Pur non utilizzando nessun materiale d’archivio, il regista McQueen riesce a rievocare i tragici momenti storici, i fantasmi di un passato spesso dimenticato che, grazie alla voce narrante inglese, ferma e puntuale, volutamente distante e neutra, di Melanie Hyams, racconta di nascondigli, deportazioni, razzie, esecuzioni, suicidi, collaborazioni, ma anche di atti di resistenza e coraggio, avvenuti fra il 1940 e il 1945. È al sonoro che tocca passare in rassegna la cruda realtà delle statistiche, dei numeri e dei fatti documentati, i nomi delle vittime dell’occupazione: ebrei, sinti e rom, partigiani della resistenza, minoranze. Elenchi, liste, tragiche fatalità. E intanto vediamo scorrere sullo schermo le immagini di quegli stessi spazi, ottant’anni dopo, nel presente. Osserviamo la vita casalinga che scorre dietro le finestre, mentre quella sociale, collettiva, avviene per le strade, lungo i canali, nelle piazze dei mercati e nei parchi; vediamo il passare delle stagioni, il ritrovarsi per manifestare, celebrazioni ufficiali, la preghiera durante le ricorrenze religiose. È la vita che prosegue nei tanti microcosmi cittadini di Amsterdam durante i due anni di pandemia e sempre alla dovuta distanza. Una distanza mantenuta pure dalla mdp, che preferisce restare lontana dai suoi soggetti. Nonostante McQueen scelga il formato televisivo ‘a tutto schermo’ considerato desueto per il cinema e usato ormai da pochi, questo gli permette di ottenere un ritratto compatto della città, più adatto alla nostra vista.

Il monumentale progetto lungo più di quattro ore è, a differenza del libro organizzato per distretti e strade, un film che non cerca l’ordine, anzi tende a elencare casualmente strade e numeri civici, molti ancora esistenti, altri demoliti con il tempo. La mappa che ne scaturisce ci mostra luoghi oggi spesso diversi da allora, verrebbe da dire, svuotati della loro funzione, diventati innocui. Ma dietro le porte delle aule scolastiche dove i ragazzi fanno lezione oggi, si svolgevano le interrogazioni delle SS durante l’occupazione tedesca, e la piazza del mercato era il luogo dove dopo una razzia venivano portati gli ebrei, prima del trasporto in treno fino a Westerbork, il campo di concentramento olandese considerato la stazione intermedia, che portava poi spesso ad Auschwitz o a Sobibor in Polonia.

++++++

■ **Descrizione del compito**
Cita alla lettera, dal testo sul film di McQueen, il tratto che va da "Il monumentale progetto" fino a "Sobibor in Polonia.". Le voci riportate dopo il testo non hanno alcun ruolo qui.

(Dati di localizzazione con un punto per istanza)
++++++

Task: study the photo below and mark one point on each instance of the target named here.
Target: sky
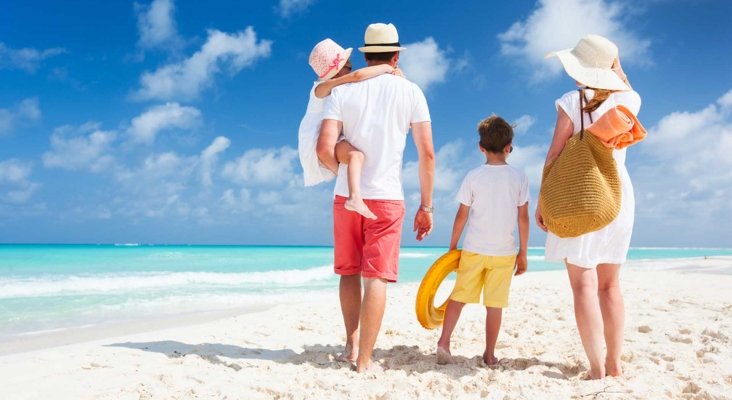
(175, 122)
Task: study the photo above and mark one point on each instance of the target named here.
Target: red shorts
(365, 246)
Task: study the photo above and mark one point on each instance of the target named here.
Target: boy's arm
(523, 222)
(461, 217)
(324, 88)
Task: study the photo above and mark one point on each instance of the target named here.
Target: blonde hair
(600, 96)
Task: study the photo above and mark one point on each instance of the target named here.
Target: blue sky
(176, 121)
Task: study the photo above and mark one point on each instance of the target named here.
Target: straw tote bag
(580, 190)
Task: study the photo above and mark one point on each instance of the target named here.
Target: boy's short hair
(495, 134)
(383, 56)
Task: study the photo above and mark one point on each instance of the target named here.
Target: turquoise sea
(47, 288)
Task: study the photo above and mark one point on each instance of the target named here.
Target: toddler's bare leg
(347, 154)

++++++

■ **Risposta**
Il monumentale progetto lungo più di quattro ore è, a differenza del libro organizzato per distretti e strade, un film che non cerca l’ordine, anzi tende a elencare casualmente strade e numeri civici, molti ancora esistenti, altri demoliti con il tempo. La mappa che ne scaturisce ci mostra luoghi oggi spesso diversi da allora, verrebbe da dire, svuotati della loro funzione, diventati innocui. Ma dietro le porte delle aule scolastiche dove i ragazzi fanno lezione oggi, si svolgevano le interrogazioni delle SS durante l’occupazione tedesca, e la piazza del mercato era il luogo dove dopo una razzia venivano portati gli ebrei, prima del trasporto in treno fino a Westerbork, il campo di concentramento olandese considerato la stazione intermedia, che portava poi spesso ad Auschwitz o a Sobibor in Polonia.